▶ **SELECTED EXTRACT**
Cell colony formation, proliferation, cell cycle, apoptosis, migration and invasive ability play significant roles in tumor tumorigenic and metastatic properties. Therefore, lentiviral RNA interference (LV-RNAi) was used to knock down TNFAIP2 in the ESCC cell lines Eca109 and Kyse150 using techniques to study biological functions of cell lines in vitro with an empty lentiviral vector as a negative control (LV-CON). The efficiencies of knockdown and transfection were >75 and 90% at the mRNA and protein levels (Fig. 2C), respectively.

Colony formation was significantly inhibited in the LV-RNAi group, as compared with the LV-CON group (Fig. 3A1 and A2). LV-RNAi TNFAIP2 resulted in obvious decreased proliferation of the Eca109 and Kyse150 cells compared with the LV-CON group (Fig. 3A3 and A4).

A Transwell assay was employed to examine the role of TNFAIP2 in cellular migration and invasion. As shown by the Transwell assay results presented in Fig. 3B1-B4, cell migration and invasive ability were significantly declined in the LV-RNAi group as compared with the LV-CON group. To investigate potential mechanisms underlying LV-RNAi-induced inhibition of colony formation and proliferation, cell cycle distribution and apoptosis of cells in the LV-RNAi and LV-CON groups were detected by flow cytometry, which showed that in the LV-RNAi group, the Eca109 and Kyse150 cells were mainly arrested in the G0/G1 phase and the percentages of cells in the G2 and S phases were decreased (Fig. 3C1-C4), but, there were no significant differences in apoptosis between the LV-RNAi and LV-CON groups (p=0.292). Notably, these findings demonstrated that an abundance of TNFAIP2 plays an oncogenic role in ESCC.

Several pathways were investigated to elucidate the molecular mechanisms underlying LV-RNAi-mediated inhibition of tumorigenic and metastatic properties. The results showed discrepancies between the interrelated members of the Wnt/β-catenin signaling pathway expressed in the LV-RNAi TNFAIP2 group and LV-CON group cells. On the assumption that β-catenin expression could be upregulated by TNFAIP2, ESCC cell lines stably transfected with lentiviral particles carrying TNFAIP2 RNAi were used to identify the underlying mechanisms by western blot and qRT-PCR analyses of the cell lysates. Obviously, when TNFAIP2 expression was downregulated, the protein expression levels of β-catenin were decreased synchronously (Fig. 3D). Moreover, expression levels of p-GSK-3β (upstream of β-catenin), c-Myc, cyclin D1, matrix metalloproteinase-7 (MMP-7), Snail (downstream) and E-cadherin were evaluated by western blot analysis, which indicated that expression of c-Myc, cyclin D1, MMP-7 and Snail decreased, while expression levels of E-cadherin and p-GSK-3β were increased in the LV-RNAi group, as compared with the LV-CON group (Fig. 3D).

▶ **LISTED RECORDS**

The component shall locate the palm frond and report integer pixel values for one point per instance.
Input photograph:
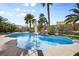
(43, 4)
(77, 5)
(75, 10)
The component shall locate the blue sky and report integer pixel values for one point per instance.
(15, 12)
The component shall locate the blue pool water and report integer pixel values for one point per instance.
(29, 41)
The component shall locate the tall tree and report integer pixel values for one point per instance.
(42, 21)
(48, 10)
(73, 17)
(29, 19)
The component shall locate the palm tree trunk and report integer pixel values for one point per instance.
(30, 25)
(48, 10)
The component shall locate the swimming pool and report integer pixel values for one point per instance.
(29, 41)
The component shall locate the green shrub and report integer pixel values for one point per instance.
(31, 30)
(50, 30)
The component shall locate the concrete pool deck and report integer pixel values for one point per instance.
(60, 50)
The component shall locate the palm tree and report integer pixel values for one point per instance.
(73, 17)
(42, 21)
(29, 19)
(48, 10)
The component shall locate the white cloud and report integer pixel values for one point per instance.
(2, 12)
(26, 4)
(23, 14)
(17, 9)
(33, 4)
(33, 10)
(30, 4)
(9, 14)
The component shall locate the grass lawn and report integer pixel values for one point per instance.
(71, 35)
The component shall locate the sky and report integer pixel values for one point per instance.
(15, 12)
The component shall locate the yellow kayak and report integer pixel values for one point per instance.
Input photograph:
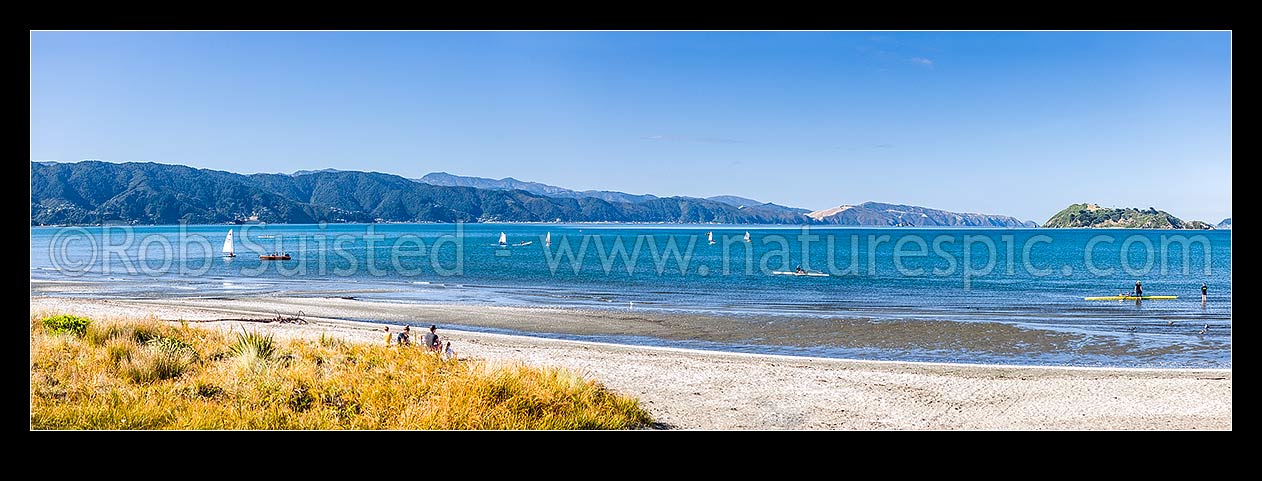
(1131, 298)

▶ **EXERCISE GOAL**
Can you repeat the TNFAIP2 knockdown passage from "Colony formation was" to "3A3 and A4).", switching "proliferation" to "growth"?

▶ **EXERCISE ANSWER**
Colony formation was significantly inhibited in the LV-RNAi group, as compared with the LV-CON group (Fig. 3A1 and A2). LV-RNAi TNFAIP2 resulted in obvious decreased growth of the Eca109 and Kyse150 cells compared with the LV-CON group (Fig. 3A3 and A4).